### [Problem to solve]
Copy verbatim the lines of the entries below, starting with the line that contains "Please trace the outline of every instance of the dog." and ending with the line that contains "139 90 L 153", both lines included. Omit the pictures from your reproduction.

Stored data entries:
● ● ● ● ● ● ●
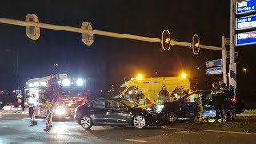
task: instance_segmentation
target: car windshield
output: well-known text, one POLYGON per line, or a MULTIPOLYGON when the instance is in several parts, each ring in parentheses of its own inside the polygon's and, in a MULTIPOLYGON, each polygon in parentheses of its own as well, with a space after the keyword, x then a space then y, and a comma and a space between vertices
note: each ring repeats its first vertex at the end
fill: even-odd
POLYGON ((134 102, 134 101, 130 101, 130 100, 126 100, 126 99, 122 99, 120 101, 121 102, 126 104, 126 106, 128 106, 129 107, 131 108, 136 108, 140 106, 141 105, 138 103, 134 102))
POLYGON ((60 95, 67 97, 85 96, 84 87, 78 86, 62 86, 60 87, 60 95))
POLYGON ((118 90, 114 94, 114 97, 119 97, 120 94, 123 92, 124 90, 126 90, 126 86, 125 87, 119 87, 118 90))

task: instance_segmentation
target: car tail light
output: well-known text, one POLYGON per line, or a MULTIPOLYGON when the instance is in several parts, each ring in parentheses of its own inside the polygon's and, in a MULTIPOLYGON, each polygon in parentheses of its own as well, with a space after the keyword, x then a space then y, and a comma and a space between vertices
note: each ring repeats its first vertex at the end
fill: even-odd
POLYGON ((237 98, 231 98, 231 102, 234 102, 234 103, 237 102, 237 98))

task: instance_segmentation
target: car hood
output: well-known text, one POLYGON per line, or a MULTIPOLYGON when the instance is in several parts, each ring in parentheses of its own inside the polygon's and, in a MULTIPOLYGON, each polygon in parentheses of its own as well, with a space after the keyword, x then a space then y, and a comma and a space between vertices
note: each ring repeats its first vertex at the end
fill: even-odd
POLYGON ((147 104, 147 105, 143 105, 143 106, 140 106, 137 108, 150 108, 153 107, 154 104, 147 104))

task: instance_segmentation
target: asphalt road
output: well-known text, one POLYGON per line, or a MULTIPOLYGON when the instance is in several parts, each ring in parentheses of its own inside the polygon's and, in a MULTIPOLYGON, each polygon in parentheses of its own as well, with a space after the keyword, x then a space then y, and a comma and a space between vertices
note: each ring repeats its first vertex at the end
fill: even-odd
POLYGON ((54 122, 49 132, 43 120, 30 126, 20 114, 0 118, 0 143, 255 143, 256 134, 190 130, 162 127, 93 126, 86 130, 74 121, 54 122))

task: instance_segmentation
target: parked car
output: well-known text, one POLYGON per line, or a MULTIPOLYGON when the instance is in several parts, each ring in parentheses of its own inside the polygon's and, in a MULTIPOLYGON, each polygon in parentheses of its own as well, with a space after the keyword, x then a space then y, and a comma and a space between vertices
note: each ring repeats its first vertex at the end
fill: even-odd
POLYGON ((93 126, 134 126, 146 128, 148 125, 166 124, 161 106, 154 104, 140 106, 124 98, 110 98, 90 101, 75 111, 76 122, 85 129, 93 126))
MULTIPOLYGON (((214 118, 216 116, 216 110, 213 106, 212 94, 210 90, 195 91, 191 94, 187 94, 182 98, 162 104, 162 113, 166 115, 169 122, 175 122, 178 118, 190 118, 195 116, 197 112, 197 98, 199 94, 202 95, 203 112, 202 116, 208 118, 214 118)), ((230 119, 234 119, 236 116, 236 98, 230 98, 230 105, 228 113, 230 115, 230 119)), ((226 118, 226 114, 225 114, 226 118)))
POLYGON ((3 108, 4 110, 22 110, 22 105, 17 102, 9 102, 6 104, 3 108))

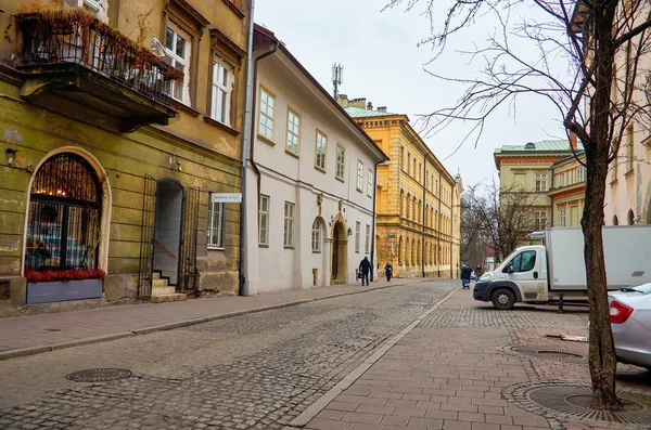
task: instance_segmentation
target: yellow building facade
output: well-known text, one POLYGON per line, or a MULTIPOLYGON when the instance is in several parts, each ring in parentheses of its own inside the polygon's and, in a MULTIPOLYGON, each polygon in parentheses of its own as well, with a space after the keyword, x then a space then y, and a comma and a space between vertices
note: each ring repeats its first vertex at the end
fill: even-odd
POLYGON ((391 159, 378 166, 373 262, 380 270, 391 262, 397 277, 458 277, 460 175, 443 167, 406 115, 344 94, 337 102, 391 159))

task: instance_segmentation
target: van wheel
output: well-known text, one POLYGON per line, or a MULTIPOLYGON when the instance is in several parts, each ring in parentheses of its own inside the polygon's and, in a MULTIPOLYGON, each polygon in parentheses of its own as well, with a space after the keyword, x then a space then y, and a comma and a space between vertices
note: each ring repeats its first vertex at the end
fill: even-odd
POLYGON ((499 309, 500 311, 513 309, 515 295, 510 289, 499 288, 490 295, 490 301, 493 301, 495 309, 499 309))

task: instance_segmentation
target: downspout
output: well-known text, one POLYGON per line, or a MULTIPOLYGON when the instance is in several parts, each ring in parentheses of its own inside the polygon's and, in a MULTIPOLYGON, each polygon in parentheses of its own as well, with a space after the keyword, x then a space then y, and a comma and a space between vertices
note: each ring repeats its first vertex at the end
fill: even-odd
● ● ● ● ● ● ●
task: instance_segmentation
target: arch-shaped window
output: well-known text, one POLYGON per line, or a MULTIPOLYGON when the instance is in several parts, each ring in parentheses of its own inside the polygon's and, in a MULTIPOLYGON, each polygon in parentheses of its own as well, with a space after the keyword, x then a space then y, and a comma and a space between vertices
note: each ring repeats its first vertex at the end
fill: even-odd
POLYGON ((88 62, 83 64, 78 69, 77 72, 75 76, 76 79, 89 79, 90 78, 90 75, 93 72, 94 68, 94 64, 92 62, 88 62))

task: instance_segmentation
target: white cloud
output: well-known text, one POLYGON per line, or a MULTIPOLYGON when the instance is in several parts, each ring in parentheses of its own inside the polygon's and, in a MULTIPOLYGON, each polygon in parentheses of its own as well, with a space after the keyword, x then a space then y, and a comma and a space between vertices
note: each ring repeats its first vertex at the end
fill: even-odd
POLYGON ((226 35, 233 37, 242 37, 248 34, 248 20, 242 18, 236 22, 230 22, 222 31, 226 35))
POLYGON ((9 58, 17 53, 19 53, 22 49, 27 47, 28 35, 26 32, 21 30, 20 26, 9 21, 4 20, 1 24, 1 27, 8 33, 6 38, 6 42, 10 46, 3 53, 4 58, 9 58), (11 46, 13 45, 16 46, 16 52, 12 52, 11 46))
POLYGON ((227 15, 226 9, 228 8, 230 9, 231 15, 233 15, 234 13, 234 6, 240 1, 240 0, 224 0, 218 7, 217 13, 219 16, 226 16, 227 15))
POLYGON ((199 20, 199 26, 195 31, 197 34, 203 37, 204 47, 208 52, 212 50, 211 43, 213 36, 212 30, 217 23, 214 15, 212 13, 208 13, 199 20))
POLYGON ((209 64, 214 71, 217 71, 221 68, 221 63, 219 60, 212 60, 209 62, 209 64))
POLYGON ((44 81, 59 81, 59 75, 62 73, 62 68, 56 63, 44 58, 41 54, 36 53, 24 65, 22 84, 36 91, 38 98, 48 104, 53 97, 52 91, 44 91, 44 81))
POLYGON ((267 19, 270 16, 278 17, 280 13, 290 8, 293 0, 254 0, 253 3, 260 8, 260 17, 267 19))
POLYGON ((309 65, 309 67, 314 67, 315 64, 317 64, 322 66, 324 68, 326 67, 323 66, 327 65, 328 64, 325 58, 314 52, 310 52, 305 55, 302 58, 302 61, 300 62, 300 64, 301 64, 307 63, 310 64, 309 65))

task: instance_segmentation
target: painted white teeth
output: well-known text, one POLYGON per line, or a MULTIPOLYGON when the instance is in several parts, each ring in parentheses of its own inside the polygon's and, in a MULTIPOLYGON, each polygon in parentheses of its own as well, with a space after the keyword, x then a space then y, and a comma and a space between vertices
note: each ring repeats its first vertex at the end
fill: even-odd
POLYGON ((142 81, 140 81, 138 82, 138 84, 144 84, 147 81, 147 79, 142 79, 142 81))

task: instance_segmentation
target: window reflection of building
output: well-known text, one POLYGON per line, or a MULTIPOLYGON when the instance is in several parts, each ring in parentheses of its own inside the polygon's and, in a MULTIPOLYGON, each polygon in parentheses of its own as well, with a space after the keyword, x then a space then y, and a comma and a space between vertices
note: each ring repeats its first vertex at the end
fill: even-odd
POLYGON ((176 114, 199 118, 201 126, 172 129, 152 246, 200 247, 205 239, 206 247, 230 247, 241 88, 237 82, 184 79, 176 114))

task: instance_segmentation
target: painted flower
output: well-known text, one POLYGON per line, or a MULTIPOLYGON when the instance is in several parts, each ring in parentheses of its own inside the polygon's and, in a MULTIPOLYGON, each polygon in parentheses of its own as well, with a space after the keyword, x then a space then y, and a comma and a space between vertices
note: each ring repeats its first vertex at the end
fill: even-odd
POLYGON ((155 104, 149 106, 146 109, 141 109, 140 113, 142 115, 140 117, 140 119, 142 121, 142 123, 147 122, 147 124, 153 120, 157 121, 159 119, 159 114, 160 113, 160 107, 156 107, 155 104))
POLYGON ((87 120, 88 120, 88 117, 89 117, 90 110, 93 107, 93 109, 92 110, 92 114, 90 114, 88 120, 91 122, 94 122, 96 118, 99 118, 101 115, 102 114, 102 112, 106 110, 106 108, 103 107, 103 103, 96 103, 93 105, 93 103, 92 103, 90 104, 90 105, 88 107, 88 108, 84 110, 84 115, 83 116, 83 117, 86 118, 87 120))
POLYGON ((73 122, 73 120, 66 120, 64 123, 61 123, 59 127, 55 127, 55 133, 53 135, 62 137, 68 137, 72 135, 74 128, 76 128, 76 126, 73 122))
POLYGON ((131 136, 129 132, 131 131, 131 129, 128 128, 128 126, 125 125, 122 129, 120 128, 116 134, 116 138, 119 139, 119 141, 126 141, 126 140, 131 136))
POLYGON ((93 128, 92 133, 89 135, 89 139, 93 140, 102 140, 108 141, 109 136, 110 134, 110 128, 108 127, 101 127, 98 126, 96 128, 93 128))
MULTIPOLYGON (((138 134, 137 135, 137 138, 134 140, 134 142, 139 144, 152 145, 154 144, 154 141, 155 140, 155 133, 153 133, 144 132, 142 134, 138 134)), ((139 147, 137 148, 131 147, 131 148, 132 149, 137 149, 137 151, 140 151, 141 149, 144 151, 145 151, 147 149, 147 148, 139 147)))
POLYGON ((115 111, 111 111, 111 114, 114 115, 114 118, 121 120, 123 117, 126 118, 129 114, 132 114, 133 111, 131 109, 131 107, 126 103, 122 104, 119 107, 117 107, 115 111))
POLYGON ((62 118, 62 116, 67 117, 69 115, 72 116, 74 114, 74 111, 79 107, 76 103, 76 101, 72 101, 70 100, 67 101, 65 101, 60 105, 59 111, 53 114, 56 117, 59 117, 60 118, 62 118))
● ● ● ● ● ● ●
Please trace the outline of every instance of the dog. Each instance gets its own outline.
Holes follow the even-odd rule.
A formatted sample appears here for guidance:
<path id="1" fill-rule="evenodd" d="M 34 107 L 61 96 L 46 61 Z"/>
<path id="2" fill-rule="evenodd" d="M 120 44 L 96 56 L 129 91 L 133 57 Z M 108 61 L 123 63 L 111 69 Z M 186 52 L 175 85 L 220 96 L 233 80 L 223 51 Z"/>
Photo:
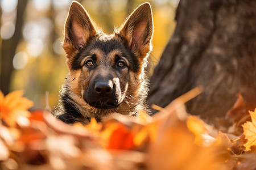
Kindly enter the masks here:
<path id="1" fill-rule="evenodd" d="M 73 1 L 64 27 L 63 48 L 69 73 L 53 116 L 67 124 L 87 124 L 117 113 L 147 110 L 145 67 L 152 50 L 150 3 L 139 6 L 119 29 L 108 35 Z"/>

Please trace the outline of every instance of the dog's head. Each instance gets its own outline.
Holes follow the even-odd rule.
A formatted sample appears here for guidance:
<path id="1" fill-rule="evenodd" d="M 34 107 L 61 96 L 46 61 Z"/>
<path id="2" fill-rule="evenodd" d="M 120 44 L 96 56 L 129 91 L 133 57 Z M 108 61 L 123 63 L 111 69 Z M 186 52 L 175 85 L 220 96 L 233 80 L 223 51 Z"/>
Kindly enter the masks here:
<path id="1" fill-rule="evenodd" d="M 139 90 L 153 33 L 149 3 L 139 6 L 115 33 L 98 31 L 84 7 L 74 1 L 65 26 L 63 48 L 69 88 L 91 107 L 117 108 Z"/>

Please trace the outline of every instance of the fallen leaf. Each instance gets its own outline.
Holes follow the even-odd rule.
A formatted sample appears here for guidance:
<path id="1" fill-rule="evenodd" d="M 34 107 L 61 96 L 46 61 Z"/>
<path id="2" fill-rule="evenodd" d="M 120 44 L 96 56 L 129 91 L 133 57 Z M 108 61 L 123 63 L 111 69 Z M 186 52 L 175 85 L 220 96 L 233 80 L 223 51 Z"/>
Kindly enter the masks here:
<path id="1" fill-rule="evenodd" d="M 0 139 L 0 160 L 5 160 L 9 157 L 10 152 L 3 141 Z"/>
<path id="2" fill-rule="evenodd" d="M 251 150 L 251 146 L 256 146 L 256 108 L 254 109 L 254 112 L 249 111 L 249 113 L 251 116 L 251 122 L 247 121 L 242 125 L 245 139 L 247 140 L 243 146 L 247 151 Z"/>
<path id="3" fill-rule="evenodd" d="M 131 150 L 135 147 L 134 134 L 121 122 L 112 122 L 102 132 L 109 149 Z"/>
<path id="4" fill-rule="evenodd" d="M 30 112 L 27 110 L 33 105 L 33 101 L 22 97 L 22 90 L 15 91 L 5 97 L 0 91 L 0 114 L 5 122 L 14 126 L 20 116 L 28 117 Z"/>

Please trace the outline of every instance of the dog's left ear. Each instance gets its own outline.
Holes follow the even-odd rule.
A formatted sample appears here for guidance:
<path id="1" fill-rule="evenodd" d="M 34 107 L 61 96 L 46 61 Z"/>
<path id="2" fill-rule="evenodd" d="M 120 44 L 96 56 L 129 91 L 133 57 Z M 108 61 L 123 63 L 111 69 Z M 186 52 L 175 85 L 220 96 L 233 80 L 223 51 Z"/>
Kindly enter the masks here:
● ● ● ● ● ● ●
### [Solution]
Please trace the outline of every instance of the dog. Each instance gets its own outline.
Holes follow the even-odd rule.
A formatted sample appears here for guidance:
<path id="1" fill-rule="evenodd" d="M 34 107 L 61 96 L 46 61 Z"/>
<path id="2" fill-rule="evenodd" d="M 120 44 L 96 56 L 129 91 L 133 57 Z M 108 61 L 123 63 L 111 69 Z M 186 52 L 175 85 L 220 96 L 233 80 L 223 51 Z"/>
Photo:
Kindly enter the masks here:
<path id="1" fill-rule="evenodd" d="M 73 1 L 64 27 L 63 48 L 69 73 L 53 116 L 67 124 L 87 124 L 117 113 L 147 110 L 145 67 L 152 50 L 150 3 L 139 6 L 119 29 L 108 35 Z"/>

Please trace the outline of every instance of the dog's head. Each instance gets its own outline.
Holes follow the even-odd rule.
A formatted sample appears here for guidance:
<path id="1" fill-rule="evenodd" d="M 34 107 L 61 96 L 46 61 Z"/>
<path id="2" fill-rule="evenodd" d="M 120 44 L 96 56 L 129 91 L 133 57 Z M 108 61 L 123 63 L 111 69 Z M 186 52 L 175 85 L 220 96 L 233 80 L 223 51 Z"/>
Kindly enter the masks here:
<path id="1" fill-rule="evenodd" d="M 139 90 L 153 33 L 149 3 L 139 6 L 115 33 L 98 31 L 84 7 L 74 1 L 65 26 L 63 48 L 69 88 L 91 107 L 117 108 Z"/>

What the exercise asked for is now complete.